*** Quoted passage ***

When I reached Mass Media, I decided to go for Democracy so I could take Universal Suffrage, then get serious about my venture. I took Culture all the way up to 100%. The big three built Cathedrals as they became available, and otherwise were working on Broadway, Hollywood, Rock and Roll. Incidentally, this is where religion really paid off for me, literally. Having all those shrines and spreading the religion around meant that I was bringing in enough cash in shrine income alone to support my empire; in other words, despite having either 100% Science or 100% Culture, I was generating a profit every turn.

In parallel with all this, David started the first war of the game in the 1700s by attacking Tokugawa, who had arrogantly settled an island between him and David that clearly belonged to Inca. With technical superiority and tactical excellence, David routed him. This also kicked off an odd series of diplomatic snafus, as Asoka would regularly demand we go to war against Japan and then pull out of the war himself.

As a sidenote, has anyone else noticed that the AI never seems to go to war in ancient times? Maybe it's just the games I've played so far, but they never seem to go on the offensive until around the time of Gunpowder. There's no way a Civ II game would get all the way to 1700 before the first war.

I ended up winning the cultural victory, but it was close; David built the UN at around the time Madrid reached Legendary status, and with a little more maneuvering might have been able to snag a Diplomatic victory. We kept playing after my win so David could finish taking Kyoto. It turns out that that the AI still tries to win the game if you keep playing; Asoka was building spaceship parts and trying to vote himself Supreme Leader.

One difference between single player and multiplayer games is that multiplayer has much fewer popups. When discovering a tech, you don't hear the cool quote and see the tech description; it just says "You have discovered Monarchy!" and you get prompted for a new research goal. There also are no wonder or victory videos. I'm curious if there are options that control these, since I kind of missed them.

*** End of Quoted passage ***

Apply what you read:
a: According to the game account, who started the first war of the game, and how?
b: List everything that the game account says single-player games show but multiplayer games do not.
c: Continue the game account after its final sentence.

*** Study material ***

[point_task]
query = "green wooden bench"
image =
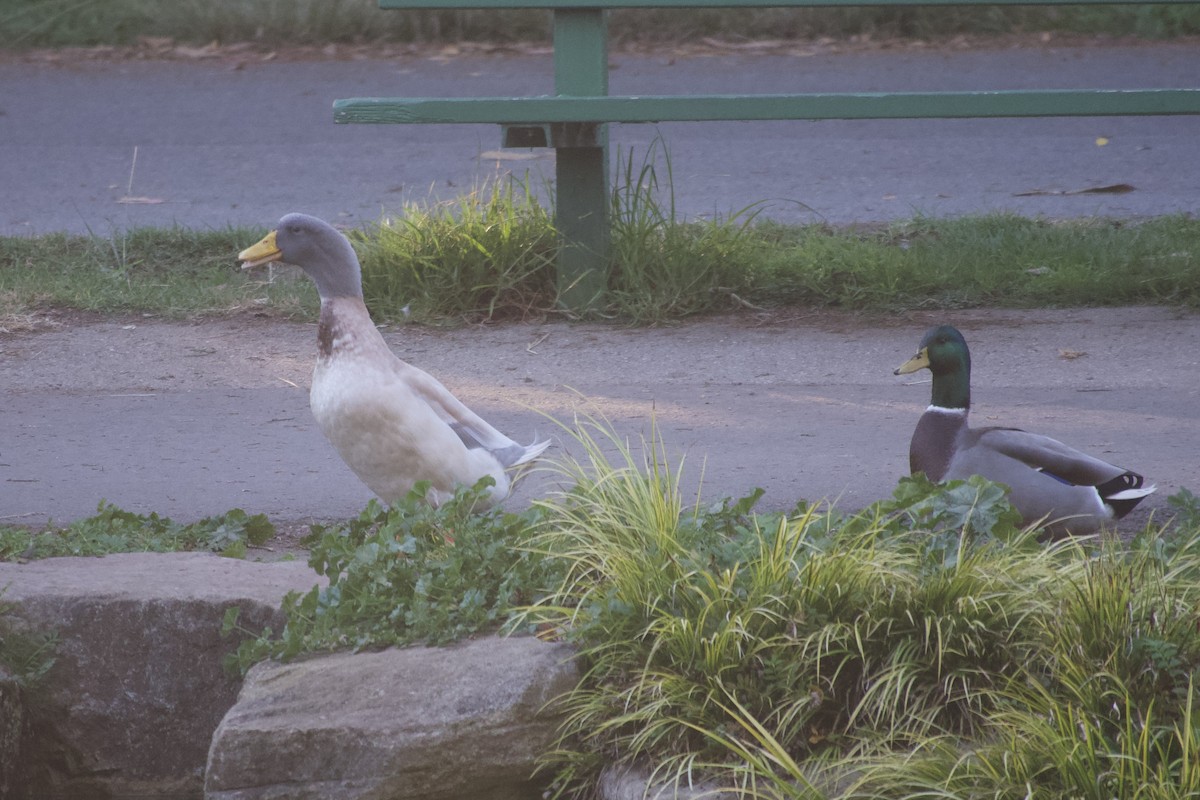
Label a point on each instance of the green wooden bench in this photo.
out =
(574, 120)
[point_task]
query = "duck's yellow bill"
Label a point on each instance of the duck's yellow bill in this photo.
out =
(919, 361)
(261, 253)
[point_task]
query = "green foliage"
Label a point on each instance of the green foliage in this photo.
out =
(822, 629)
(490, 254)
(792, 653)
(113, 530)
(169, 272)
(409, 573)
(55, 23)
(24, 656)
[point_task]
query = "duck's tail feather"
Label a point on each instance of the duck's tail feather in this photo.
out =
(1125, 492)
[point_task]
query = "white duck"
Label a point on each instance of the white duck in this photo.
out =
(394, 425)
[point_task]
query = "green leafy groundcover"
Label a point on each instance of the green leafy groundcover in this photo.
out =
(114, 530)
(409, 573)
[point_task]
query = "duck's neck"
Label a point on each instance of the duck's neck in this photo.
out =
(345, 328)
(952, 390)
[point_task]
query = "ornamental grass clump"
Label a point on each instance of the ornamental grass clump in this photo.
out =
(708, 632)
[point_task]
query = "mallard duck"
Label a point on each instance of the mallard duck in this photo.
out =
(393, 423)
(1048, 481)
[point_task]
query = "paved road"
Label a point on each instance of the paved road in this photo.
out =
(191, 420)
(239, 140)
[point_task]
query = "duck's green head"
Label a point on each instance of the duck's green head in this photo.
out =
(945, 353)
(315, 246)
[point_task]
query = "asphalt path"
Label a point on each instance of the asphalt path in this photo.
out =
(103, 145)
(190, 420)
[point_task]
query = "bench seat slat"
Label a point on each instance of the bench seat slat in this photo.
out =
(537, 110)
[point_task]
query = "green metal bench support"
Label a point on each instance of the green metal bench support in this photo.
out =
(581, 173)
(575, 120)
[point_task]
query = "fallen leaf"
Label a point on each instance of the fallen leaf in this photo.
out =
(508, 155)
(1111, 188)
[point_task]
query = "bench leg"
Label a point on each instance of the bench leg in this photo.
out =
(581, 175)
(581, 180)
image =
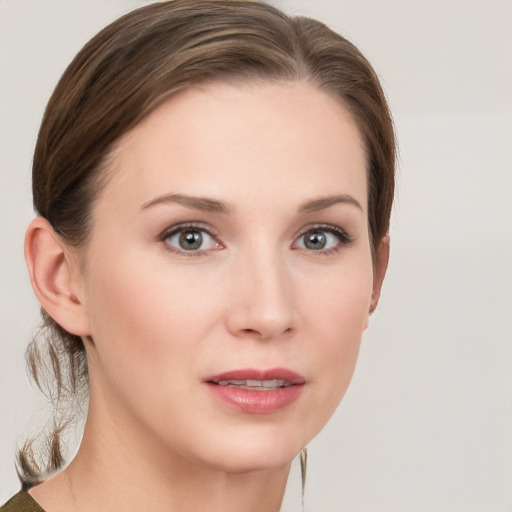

*** End of Study material ***

Your written answers:
a: David started it by attacking Tokugawa.

b:
- The quote heard when discovering a tech
- The tech description
- Wonder videos
- Victory videos

c:
The game seemed to go a lot faster than our Civ II games, though it's hard to compare the two; Civ II was always much more about socializing (we weren't on AIM then), and this was all over once session. At the end of the game it said it went for 7 hours and 7 minutes, not bad at all for a game that literally stretched from men with clubs up to modern armor. That even counted breaks for lunch and dinner when we'd kept the game running, though it does not count the time my game froze and I had to shut down and restart the program. Anyways, this makes me optimistic that we could do games in a reasonable time.

I'm serious about wanting to do multiplayer games, though not until January. If anyone is interested in joining, drop me a line; we need to figure out what people want to do and what games will work best. Right now I'm envisioning weekly games of maybe 3 hours each; based on our game, that means we can probably finish a game in about two sessions (though a combat-heavy game would take longer). Depending on the skill level of the people joining, they will probably be low-key, designed as learning experiences to give people a chance to try stuff out and ask questions without worrying about getting backstabbed.